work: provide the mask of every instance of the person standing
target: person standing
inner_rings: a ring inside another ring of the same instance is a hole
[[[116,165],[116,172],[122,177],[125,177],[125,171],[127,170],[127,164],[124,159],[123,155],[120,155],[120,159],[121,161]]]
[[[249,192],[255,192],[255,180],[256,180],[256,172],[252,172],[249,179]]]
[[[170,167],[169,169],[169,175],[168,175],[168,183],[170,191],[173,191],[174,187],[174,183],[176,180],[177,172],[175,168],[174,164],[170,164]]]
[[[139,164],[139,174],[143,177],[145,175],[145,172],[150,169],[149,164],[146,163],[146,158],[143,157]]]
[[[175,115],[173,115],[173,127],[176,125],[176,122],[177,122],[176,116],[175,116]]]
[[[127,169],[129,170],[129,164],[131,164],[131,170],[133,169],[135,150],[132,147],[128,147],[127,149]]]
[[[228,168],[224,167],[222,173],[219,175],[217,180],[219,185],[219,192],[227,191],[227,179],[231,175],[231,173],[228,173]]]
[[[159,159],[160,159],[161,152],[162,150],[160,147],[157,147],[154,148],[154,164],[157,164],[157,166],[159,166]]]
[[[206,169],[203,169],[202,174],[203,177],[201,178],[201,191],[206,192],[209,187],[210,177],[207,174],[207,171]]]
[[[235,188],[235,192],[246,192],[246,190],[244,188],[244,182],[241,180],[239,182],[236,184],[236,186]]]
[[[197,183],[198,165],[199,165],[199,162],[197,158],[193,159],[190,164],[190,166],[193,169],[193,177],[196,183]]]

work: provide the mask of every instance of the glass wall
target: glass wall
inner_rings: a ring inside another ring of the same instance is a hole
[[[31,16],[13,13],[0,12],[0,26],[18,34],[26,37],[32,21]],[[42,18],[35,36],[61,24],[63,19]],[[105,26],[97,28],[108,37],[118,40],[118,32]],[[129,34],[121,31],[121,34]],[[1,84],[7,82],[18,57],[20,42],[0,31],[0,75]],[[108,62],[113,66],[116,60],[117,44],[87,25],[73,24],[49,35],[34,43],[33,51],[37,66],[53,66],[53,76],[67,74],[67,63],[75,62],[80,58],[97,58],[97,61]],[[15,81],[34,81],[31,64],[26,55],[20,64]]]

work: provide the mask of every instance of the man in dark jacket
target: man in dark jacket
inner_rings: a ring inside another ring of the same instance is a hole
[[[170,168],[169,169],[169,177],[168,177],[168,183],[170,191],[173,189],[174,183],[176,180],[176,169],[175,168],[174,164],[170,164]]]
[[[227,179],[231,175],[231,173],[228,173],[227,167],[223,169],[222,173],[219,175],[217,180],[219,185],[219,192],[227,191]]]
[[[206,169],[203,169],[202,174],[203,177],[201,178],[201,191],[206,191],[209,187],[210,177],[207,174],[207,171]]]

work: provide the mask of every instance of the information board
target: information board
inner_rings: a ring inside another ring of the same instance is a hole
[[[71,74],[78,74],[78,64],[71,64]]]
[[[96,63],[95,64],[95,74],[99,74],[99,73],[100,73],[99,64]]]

• • •

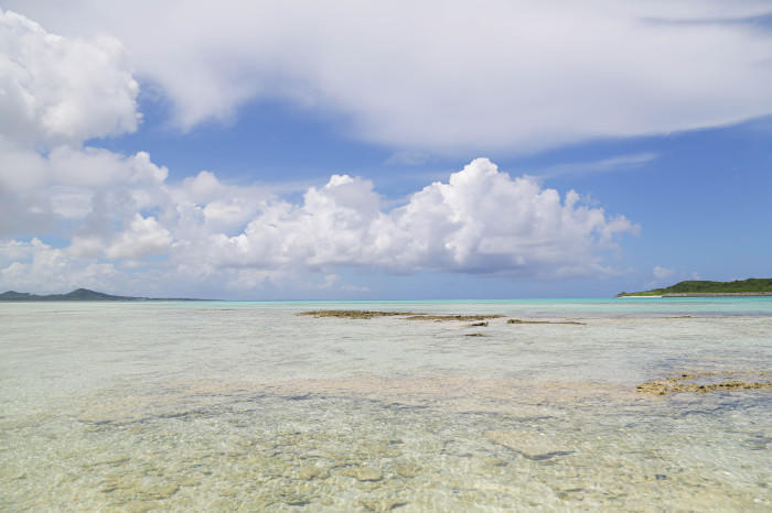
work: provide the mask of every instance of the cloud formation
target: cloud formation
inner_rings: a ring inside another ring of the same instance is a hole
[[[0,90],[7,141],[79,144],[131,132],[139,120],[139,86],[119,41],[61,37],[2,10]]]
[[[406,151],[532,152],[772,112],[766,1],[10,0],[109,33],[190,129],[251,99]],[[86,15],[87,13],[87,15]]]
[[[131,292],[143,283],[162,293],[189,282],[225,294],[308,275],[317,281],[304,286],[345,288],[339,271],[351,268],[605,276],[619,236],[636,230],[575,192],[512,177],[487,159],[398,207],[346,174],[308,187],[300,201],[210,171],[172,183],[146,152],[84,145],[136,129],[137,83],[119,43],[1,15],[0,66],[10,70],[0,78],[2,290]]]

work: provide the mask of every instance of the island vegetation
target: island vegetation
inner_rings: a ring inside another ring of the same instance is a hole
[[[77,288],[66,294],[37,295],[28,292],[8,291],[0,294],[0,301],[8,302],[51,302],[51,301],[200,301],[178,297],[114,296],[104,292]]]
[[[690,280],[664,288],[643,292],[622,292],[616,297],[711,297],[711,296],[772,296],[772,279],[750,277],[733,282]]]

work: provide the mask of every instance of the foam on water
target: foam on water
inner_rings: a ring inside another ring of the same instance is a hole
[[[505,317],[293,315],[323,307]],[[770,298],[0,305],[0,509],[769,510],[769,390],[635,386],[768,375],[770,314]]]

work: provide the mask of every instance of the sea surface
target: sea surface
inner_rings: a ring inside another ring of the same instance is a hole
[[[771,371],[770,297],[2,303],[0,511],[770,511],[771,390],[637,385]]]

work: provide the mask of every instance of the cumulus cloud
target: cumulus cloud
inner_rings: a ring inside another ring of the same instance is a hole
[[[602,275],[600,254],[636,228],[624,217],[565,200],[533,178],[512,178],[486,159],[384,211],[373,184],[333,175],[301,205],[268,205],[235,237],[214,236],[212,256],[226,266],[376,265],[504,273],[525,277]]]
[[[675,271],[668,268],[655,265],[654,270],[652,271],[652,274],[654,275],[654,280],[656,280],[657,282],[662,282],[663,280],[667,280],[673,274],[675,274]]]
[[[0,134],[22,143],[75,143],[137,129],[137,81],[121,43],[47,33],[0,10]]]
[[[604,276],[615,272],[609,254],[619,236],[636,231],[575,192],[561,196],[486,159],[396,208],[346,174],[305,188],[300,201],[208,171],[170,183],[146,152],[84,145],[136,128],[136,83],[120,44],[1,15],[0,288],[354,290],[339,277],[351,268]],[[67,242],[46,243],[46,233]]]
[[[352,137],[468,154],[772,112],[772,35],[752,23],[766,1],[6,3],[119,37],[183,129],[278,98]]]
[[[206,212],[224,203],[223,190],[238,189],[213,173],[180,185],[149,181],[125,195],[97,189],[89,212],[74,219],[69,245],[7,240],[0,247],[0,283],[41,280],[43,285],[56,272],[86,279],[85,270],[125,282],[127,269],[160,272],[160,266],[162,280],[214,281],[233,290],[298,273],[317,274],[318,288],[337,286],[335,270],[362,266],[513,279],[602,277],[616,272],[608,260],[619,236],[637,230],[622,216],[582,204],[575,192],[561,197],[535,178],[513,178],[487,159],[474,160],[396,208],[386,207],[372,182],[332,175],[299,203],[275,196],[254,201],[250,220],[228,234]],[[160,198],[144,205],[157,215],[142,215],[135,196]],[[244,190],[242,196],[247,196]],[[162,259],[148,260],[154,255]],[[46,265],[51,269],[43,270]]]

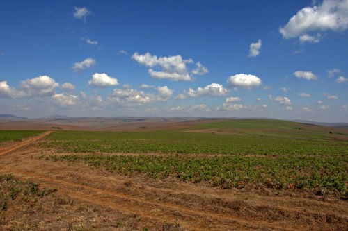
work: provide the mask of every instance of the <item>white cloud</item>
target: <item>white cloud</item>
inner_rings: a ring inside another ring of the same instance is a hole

• • •

#### STATED EXERCISE
Starting at the row with "work: provide the mask of every instance of the information" and stopping after the row with "[[[96,63],[95,64],[95,74],[99,74],[99,73],[100,73],[99,64]]]", rewrite those rows with "information board" swapped for "notice board" and nothing else changed.

#### COMPLETED TASK
work: provide the mask of every instance of the notice board
target: notice board
inner_rings: a ring inside another ring of the same instance is a hole
[[[71,74],[78,74],[78,64],[71,64]]]
[[[96,63],[95,64],[95,74],[99,74],[99,73],[100,73],[99,64]]]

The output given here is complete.